# Data in this exercise
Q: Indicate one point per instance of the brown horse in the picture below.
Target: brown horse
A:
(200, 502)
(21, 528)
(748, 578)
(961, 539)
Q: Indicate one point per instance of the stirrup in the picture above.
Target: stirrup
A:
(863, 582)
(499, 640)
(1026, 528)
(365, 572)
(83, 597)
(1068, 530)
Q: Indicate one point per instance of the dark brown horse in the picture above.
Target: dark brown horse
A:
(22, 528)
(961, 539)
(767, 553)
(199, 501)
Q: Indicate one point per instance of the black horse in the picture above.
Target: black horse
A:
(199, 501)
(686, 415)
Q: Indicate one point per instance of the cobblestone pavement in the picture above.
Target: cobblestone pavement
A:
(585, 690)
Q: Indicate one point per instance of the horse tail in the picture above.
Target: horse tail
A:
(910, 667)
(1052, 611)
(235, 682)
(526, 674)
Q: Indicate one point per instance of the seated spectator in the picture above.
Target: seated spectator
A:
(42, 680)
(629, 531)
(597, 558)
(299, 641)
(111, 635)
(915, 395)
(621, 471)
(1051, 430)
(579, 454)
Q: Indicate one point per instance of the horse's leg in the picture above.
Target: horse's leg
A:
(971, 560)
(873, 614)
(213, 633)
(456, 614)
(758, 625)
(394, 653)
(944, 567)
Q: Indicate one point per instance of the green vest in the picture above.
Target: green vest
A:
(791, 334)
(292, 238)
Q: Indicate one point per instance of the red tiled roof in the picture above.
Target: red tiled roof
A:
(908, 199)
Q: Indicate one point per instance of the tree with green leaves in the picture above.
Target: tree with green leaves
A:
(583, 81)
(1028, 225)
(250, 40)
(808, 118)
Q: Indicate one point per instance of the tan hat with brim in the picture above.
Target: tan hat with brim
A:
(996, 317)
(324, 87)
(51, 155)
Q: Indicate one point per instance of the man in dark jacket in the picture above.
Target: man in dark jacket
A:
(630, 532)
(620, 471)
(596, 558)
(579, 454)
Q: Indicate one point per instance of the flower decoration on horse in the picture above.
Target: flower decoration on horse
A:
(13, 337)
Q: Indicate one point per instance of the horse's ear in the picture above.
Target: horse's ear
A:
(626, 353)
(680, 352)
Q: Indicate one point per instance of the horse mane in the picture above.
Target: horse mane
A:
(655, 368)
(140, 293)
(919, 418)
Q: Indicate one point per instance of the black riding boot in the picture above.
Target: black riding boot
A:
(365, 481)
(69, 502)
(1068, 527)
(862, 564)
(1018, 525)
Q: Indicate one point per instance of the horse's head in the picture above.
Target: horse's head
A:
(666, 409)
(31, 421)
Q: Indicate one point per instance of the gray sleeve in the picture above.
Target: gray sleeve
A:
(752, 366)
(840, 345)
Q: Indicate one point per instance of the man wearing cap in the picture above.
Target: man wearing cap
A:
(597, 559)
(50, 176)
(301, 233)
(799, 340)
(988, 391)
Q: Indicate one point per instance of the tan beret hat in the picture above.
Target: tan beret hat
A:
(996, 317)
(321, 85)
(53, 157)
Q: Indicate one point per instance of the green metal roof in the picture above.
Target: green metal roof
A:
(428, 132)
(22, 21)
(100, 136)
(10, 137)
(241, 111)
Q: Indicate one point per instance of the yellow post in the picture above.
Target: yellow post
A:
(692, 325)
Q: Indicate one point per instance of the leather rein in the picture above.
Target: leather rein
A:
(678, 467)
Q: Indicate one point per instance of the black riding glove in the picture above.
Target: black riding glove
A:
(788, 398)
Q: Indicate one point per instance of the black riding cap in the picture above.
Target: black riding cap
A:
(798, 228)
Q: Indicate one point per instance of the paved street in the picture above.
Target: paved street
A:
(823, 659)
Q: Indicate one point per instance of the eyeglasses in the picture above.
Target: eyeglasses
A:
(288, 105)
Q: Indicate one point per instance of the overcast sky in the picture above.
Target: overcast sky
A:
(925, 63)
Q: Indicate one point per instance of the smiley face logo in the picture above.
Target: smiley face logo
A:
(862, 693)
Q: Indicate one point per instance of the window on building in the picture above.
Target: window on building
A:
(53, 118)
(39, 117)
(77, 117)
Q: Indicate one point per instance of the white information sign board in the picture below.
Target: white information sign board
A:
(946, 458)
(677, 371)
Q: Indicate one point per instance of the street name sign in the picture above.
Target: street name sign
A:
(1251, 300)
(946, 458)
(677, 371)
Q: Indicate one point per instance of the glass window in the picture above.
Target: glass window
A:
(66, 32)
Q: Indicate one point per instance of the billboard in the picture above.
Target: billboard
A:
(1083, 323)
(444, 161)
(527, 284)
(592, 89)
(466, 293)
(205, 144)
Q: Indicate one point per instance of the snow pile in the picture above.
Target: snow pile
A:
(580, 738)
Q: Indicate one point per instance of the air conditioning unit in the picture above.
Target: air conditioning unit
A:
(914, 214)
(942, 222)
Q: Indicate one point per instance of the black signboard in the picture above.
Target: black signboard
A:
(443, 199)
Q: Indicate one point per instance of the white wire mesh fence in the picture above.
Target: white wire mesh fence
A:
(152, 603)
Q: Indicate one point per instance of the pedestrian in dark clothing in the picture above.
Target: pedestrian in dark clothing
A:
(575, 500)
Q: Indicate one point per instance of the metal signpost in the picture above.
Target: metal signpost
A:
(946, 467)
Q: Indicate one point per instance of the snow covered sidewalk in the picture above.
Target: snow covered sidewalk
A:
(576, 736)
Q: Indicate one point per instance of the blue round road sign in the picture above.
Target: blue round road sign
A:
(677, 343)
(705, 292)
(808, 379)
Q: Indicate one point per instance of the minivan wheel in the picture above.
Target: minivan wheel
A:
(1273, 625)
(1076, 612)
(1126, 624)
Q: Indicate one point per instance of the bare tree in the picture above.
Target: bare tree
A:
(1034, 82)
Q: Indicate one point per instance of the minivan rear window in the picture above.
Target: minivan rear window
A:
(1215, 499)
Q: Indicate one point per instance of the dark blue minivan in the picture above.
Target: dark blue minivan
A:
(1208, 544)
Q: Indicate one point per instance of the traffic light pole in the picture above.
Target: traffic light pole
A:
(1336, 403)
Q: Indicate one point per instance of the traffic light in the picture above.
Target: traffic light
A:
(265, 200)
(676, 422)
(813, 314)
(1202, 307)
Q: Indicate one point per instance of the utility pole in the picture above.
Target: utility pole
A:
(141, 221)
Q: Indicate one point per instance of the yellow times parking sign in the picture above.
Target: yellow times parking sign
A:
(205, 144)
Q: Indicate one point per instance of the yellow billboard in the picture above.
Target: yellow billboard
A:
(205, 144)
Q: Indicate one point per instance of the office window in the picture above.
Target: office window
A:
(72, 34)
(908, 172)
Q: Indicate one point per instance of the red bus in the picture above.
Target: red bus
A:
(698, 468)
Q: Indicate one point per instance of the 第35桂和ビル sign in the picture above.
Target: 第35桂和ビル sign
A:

# What you should do
Convert the data above, from the line containing "Q: Indicate one point per instance of the metal" through the line containing "(1126, 624)" (both included), into a Markdown table with the columns Row and Line, one numbered row per line, leaving out any blank lines.

# Correct response
| Row | Line |
|---|---|
| 1 | Q: Indicate one point per instance of the metal signpost in the picture above. |
| 2 | Target: metal signpost |
| 3 | A: |
| 4 | (946, 467) |
| 5 | Q: Indicate one point per instance of the snow covered sidewalk in the picture above. |
| 6 | Target: snow covered sidewalk |
| 7 | A: |
| 8 | (576, 736) |
| 9 | Q: Indicate one point per instance of the blue round road sign in the picture above. |
| 10 | Target: blue round road sign |
| 11 | A: |
| 12 | (677, 343) |
| 13 | (705, 292) |
| 14 | (808, 379) |
| 15 | Q: Indicate one point per instance of the minivan wheel in the picture above. |
| 16 | Target: minivan wheel |
| 17 | A: |
| 18 | (1273, 625) |
| 19 | (1076, 612) |
| 20 | (1126, 624) |